Copy every line of the material precisely.

BEGIN Records to use

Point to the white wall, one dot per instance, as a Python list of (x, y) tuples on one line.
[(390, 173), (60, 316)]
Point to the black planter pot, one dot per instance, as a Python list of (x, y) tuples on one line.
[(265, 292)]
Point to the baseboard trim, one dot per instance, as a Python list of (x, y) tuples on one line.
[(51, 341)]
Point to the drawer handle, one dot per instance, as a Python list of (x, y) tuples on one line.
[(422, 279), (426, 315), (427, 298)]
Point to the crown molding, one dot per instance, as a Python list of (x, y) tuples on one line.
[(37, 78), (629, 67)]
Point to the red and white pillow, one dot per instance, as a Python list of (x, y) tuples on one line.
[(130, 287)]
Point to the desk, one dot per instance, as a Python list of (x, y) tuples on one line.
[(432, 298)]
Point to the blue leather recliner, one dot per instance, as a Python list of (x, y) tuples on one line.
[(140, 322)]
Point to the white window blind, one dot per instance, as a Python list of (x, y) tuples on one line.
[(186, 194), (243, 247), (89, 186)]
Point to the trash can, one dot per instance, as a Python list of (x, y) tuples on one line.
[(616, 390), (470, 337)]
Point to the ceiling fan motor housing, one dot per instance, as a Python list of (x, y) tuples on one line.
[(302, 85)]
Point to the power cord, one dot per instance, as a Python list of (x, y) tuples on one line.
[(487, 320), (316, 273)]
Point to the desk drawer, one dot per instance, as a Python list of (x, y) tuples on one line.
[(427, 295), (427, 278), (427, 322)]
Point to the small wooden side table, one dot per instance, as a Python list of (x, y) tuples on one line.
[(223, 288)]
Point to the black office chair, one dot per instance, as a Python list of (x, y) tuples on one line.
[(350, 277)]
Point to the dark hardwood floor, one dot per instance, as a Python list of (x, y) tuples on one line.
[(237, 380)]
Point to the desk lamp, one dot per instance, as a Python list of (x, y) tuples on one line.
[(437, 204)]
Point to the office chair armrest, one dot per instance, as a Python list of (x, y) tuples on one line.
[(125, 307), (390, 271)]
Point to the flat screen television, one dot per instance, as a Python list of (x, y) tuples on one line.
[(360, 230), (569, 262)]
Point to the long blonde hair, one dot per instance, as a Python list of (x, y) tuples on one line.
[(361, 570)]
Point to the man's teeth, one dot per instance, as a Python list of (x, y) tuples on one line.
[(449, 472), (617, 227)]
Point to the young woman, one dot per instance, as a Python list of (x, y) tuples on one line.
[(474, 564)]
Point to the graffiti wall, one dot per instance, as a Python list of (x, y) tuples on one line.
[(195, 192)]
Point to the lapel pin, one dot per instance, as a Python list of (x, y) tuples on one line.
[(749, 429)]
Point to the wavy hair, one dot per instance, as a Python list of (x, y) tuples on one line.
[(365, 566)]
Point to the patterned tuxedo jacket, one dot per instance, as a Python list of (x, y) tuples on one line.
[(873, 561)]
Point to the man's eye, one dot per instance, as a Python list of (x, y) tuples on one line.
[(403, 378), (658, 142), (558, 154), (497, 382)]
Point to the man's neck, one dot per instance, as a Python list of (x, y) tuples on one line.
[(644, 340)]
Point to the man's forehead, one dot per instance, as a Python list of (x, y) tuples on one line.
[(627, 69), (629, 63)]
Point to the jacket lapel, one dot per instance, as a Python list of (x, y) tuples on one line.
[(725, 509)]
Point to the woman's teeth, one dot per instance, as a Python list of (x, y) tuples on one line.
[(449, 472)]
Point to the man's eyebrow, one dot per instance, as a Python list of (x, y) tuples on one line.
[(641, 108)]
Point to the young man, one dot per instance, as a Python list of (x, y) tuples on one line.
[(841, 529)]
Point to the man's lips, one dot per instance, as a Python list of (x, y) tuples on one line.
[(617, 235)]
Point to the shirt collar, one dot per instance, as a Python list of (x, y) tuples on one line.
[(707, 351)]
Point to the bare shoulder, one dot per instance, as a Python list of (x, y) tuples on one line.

END Records to use

= Reply =
Point to the white wall, one dot per instance, as a Python list of (x, y) tuples on one line.
[(390, 173), (60, 316)]
Point to the black planter pot, one dot per instance, as a Python list of (x, y) tuples on one line.
[(265, 292)]
Point to the baseboard trim, one dot per instance, as a Python list of (x, y) tuples on one line.
[(51, 341)]
Point to the drawer handle, one dot per instance, as a Python list of (x, y) tuples on one line.
[(422, 279), (426, 315), (427, 298)]
Point to the crown molding, one dot per instance, as a Python list of (x, y) tuples on one line.
[(37, 78), (629, 67)]
Point to the red and white pillow, one dot per instance, as a Python list of (x, y) tuples on one line.
[(130, 287)]
Point to the desk, one dot per instance, as a Python list of (x, y) tuples on one line.
[(432, 298)]
Point to the blue leather recliner, one dot per instance, as a Python list of (x, y) tuples on one line.
[(140, 322)]
Point to the white window blind, one dot per instance, as a Python list of (x, y) tuples on one line.
[(186, 194), (243, 247), (89, 186)]
Point to the trash can, one dot per instance, as a Python list of (x, y) tuples on one line.
[(616, 390), (470, 337)]
Point to the ceiling fan motor housing, one dot per instance, as a Python list of (x, y) tuples on one line.
[(302, 85)]
Point to the power cord, one dot per instance, as a Python list of (x, y) tuples on one line.
[(487, 320), (316, 273)]
Point to the desk drawer, one dot per instance, as a Python list of (x, y) tuples on one line.
[(427, 295), (427, 278), (427, 322)]
Point to the small wooden side table, one dot per instance, as a Python list of (x, y) tuples on one line.
[(223, 288)]
Point to the black office chair, one dot per instance, as a Python list of (x, y) tuples on one line.
[(350, 277)]
Point to the dark hardwood floor, one dot per instance, as a Python list of (x, y) tuples on one line.
[(237, 380)]
Point to the desk lamp, one dot per instance, as a Python list of (x, y) tuples on one line.
[(437, 204)]
Point to the office chair armrest, one dot per instance, as a Python list of (x, y) tuples on one line.
[(125, 307), (390, 271)]
Point to the flat screen television, one dot per instance, as a Python list of (x, y) tuples on one line.
[(360, 230), (569, 262)]
Point to the long blonde hair, one dot per instance, as a Python list of (x, y) tuples on one line.
[(361, 570)]
Point to the man's teeth, one dot per instance, as a Python list of (x, y) tuples on one line.
[(449, 472), (617, 227)]
Point to the young woman, one dot per instance, as a Python list of (x, y) tuples on one line.
[(474, 564)]
Point to the graffiti wall, one dot per instance, as a Python list of (x, y) tuples on one line.
[(195, 192)]
Point to the lapel pin, one dot per instance, as a Python list of (x, y) tuples on one line.
[(749, 429)]
Point to the wavy hair, one dot per instance, as a Python list of (x, y) tuples on one line.
[(365, 566)]
Point to the patterned tuxedo jacket, one dot per instance, as a Python list of (x, y) tuples on one line.
[(873, 561)]
Point to the man's eye, one dot per instance, as a Python list of (x, y) tuples on one line.
[(403, 378), (658, 142), (558, 154), (497, 382)]
Point to the man's neck, one dot per instance, as a Python list of (x, y) tuples on one line.
[(644, 340)]
Point to the man's forehead, one dot per instance, as a Python list of (x, y) tuples on one line.
[(627, 69), (629, 63)]
Point to the jacket lapel, one dot per instance, as a Python list of (x, y) tuples on one line.
[(725, 509)]
Point to the woman's teeth, one dot per instance, as a Python list of (x, y) tuples on one line.
[(449, 472)]
Point to the man's eyebrow, one dot per instance, as a Python list of (x, y) tuples on one line.
[(641, 108)]
Point to the young man, one dot per instance, as a Python list of (x, y) tuples on one line.
[(841, 529)]
Point to the man's lips, one dot per instance, as a Python list of (x, y) tuples on one line.
[(617, 235)]
Point to the shirt collar, one dot per instance, as a Python list of (x, y) tuples on one line.
[(707, 351)]
Point to the bare shoulder, one dot per instance, as a Python list of (x, y) tuples on one line.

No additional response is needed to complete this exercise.